> **AIM OF THE TASK**
Reproduce all of the data below, substituting "place a marker" for every occurrence of "set a pin" and leaving everything else unchanged.

--------------------

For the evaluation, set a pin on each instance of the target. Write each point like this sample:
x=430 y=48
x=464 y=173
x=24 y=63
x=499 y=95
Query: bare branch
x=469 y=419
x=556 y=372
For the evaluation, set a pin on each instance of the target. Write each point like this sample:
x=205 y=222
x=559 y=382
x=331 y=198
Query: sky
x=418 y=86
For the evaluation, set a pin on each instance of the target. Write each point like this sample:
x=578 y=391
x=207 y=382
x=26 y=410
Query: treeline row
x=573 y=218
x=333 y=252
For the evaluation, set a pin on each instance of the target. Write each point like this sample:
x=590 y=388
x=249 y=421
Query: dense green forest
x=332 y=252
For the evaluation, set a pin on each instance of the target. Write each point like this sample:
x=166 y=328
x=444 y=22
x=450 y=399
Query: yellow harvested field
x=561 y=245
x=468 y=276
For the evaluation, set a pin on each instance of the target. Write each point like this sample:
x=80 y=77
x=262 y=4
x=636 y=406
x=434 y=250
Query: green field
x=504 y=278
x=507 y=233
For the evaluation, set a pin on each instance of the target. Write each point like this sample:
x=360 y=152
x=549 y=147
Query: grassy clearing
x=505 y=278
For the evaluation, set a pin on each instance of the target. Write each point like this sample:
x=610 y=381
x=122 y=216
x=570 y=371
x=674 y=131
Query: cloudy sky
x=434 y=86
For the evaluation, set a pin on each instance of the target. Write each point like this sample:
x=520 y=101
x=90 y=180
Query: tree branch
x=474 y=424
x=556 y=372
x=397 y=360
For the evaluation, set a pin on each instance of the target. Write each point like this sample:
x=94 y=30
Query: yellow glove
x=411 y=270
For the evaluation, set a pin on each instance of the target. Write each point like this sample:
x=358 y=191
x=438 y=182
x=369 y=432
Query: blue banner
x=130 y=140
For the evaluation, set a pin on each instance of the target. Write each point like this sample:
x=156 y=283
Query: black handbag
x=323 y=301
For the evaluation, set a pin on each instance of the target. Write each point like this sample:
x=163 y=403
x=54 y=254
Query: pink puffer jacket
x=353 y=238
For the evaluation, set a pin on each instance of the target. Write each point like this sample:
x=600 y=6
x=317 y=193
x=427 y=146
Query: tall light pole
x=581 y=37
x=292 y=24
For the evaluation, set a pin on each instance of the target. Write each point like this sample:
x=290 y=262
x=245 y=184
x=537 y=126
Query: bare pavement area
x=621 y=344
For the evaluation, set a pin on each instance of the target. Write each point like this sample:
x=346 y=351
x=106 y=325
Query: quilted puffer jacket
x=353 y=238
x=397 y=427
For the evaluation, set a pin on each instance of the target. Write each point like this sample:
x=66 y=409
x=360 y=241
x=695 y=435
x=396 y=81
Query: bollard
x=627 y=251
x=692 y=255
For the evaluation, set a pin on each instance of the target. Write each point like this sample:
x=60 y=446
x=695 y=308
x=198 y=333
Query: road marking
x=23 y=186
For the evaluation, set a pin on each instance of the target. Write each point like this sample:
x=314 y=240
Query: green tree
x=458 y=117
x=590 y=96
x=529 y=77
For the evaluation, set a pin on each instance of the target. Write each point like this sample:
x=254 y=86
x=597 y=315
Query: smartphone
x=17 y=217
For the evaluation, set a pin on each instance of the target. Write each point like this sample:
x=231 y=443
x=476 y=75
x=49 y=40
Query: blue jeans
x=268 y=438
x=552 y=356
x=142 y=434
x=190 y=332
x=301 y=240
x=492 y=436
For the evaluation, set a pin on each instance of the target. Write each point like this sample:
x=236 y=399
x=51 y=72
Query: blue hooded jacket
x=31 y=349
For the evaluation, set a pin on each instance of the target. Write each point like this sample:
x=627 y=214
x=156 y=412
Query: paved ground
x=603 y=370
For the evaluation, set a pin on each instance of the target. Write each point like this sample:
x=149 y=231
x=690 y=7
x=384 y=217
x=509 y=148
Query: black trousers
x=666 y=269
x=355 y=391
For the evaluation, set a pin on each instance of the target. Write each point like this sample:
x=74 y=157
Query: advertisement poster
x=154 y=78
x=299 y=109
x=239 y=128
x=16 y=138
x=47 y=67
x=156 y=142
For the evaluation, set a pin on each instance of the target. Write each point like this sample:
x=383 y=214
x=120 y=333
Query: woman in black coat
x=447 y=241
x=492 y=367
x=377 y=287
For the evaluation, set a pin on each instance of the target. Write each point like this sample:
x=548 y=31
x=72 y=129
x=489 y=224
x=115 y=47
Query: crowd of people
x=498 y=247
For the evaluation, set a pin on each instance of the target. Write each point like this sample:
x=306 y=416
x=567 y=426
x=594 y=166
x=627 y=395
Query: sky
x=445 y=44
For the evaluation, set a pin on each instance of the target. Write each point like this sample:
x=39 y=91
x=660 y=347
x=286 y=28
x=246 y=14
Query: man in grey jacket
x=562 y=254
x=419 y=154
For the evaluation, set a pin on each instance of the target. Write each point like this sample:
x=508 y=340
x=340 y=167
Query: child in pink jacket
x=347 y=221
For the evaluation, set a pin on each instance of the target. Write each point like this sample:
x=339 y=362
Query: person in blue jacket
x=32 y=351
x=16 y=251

--------------------

> **FINISHED ANSWER**
For the evaluation, place a marker on each instance of the target. Write each point like this sample:
x=430 y=48
x=464 y=173
x=24 y=63
x=499 y=95
Query: bare branch
x=469 y=419
x=556 y=372
For the evaluation, place a marker on each instance of the target. Write each point like this sample:
x=205 y=222
x=559 y=382
x=331 y=198
Query: sky
x=418 y=86
For the evaluation, place a marker on each instance of the target. Write each point like this sample:
x=578 y=391
x=207 y=382
x=26 y=410
Query: treeline row
x=573 y=218
x=333 y=252
For the evaluation, place a marker on each instance of the target. Write each point like this sample:
x=590 y=388
x=249 y=421
Query: dense green forest
x=332 y=252
For the evaluation, place a marker on each instance of the target. Write each point like this sample:
x=166 y=328
x=444 y=22
x=450 y=399
Query: yellow harvested field
x=561 y=245
x=468 y=276
For the evaluation, place a marker on each instance of the target. Write each point like this sample:
x=80 y=77
x=262 y=4
x=636 y=406
x=434 y=250
Query: green field
x=504 y=278
x=507 y=233
For the evaluation, place a marker on each instance of the target. Write each point like this sample:
x=360 y=152
x=549 y=147
Query: grassy clearing
x=505 y=278
For the evaluation, place a marker on each instance of the target. Write each point like this sample:
x=610 y=381
x=122 y=216
x=570 y=371
x=674 y=131
Query: cloudy sky
x=434 y=86
For the evaluation, place a marker on each instance of the target. Write each point like this sample:
x=520 y=101
x=90 y=180
Query: tree branch
x=474 y=424
x=556 y=372
x=397 y=360
For the evaluation, place a marker on each instance of the target. Write each point like this sample:
x=94 y=30
Query: yellow glove
x=411 y=270
For the evaluation, place a marker on each instance of the target. Write each point like this sample:
x=358 y=191
x=438 y=182
x=369 y=432
Query: blue banner
x=130 y=140
For the evaluation, place a marker on each instance of the target. Write each point like this sample:
x=156 y=283
Query: black handbag
x=323 y=301
For the evaluation, place a marker on each instance of the target. Write each point like this sample:
x=163 y=403
x=54 y=254
Query: pink puffer jacket
x=353 y=238
For the evaluation, place a marker on each instance of the target. Write each point like this sample:
x=600 y=6
x=317 y=193
x=427 y=146
Query: tall light pole
x=581 y=37
x=292 y=24
For the evaluation, place a marker on each instance of the target. Write each point like this sample:
x=290 y=262
x=245 y=184
x=537 y=126
Query: bare pavement area
x=621 y=344
For the evaluation, place a marker on each instance of the target. Write each point like this sample:
x=346 y=351
x=106 y=325
Query: quilted puffer jacket
x=353 y=238
x=397 y=427
For the evaluation, place a marker on each instance of the target. Write each point like this sample:
x=66 y=409
x=360 y=241
x=695 y=435
x=396 y=81
Query: bollard
x=627 y=251
x=692 y=255
For the evaluation, place a marker on each instance of the target. Write each point like this sample:
x=60 y=446
x=695 y=308
x=198 y=333
Query: road marking
x=23 y=186
For the evaluation, place a marker on each instance of the target. Write each point like this sample:
x=314 y=240
Query: green tree
x=458 y=117
x=590 y=96
x=529 y=77
For the evaluation, place a marker on each instance of the target. Write each point like this sample:
x=254 y=86
x=597 y=315
Query: smartphone
x=17 y=217
For the evaluation, place a marker on each instance of the target. Write each point like this sample:
x=231 y=443
x=476 y=75
x=49 y=40
Query: blue jeans
x=268 y=438
x=552 y=356
x=142 y=434
x=190 y=332
x=301 y=240
x=492 y=436
For the evaluation, place a marker on each instance of the target. Write each point like this sample:
x=236 y=399
x=51 y=72
Query: blue hooded jacket
x=31 y=349
For the evaluation, place a marker on each instance of the target. Write each point like this sample:
x=627 y=214
x=156 y=412
Query: paved ground
x=603 y=370
For the evaluation, place a marker on each instance of the target. Write each point like this sample:
x=149 y=231
x=690 y=7
x=384 y=217
x=509 y=148
Query: black trousers
x=666 y=269
x=355 y=391
For the evaluation, place a marker on each instance of the target. Write each point like this sample:
x=74 y=157
Query: advertisement poster
x=154 y=78
x=299 y=109
x=239 y=128
x=16 y=138
x=47 y=67
x=156 y=142
For the evaluation, place a marker on each instance of the target. Write each point like this sample:
x=383 y=214
x=120 y=333
Query: woman in black coat
x=447 y=241
x=492 y=367
x=377 y=287
For the evaluation, place a marker on each instance of the target. Write each point like this sample:
x=548 y=31
x=72 y=129
x=489 y=224
x=115 y=47
Query: crowd of people
x=498 y=247
For the evaluation, place a marker on each instance of the target. Write each point like this sample:
x=306 y=416
x=567 y=426
x=594 y=166
x=627 y=395
Query: sky
x=445 y=44
For the evaluation, place a marker on each instance of the target. Write each point like this sample:
x=39 y=91
x=660 y=347
x=286 y=28
x=246 y=14
Query: man in grey jacket
x=562 y=254
x=419 y=154
For the evaluation, place a marker on each instance of the target. Write each point like this sample:
x=508 y=340
x=340 y=167
Query: child in pink jacket
x=347 y=221
For the evaluation, place a marker on each instance of the target. Write each point like this sample:
x=339 y=362
Query: person in blue jacket
x=32 y=351
x=16 y=251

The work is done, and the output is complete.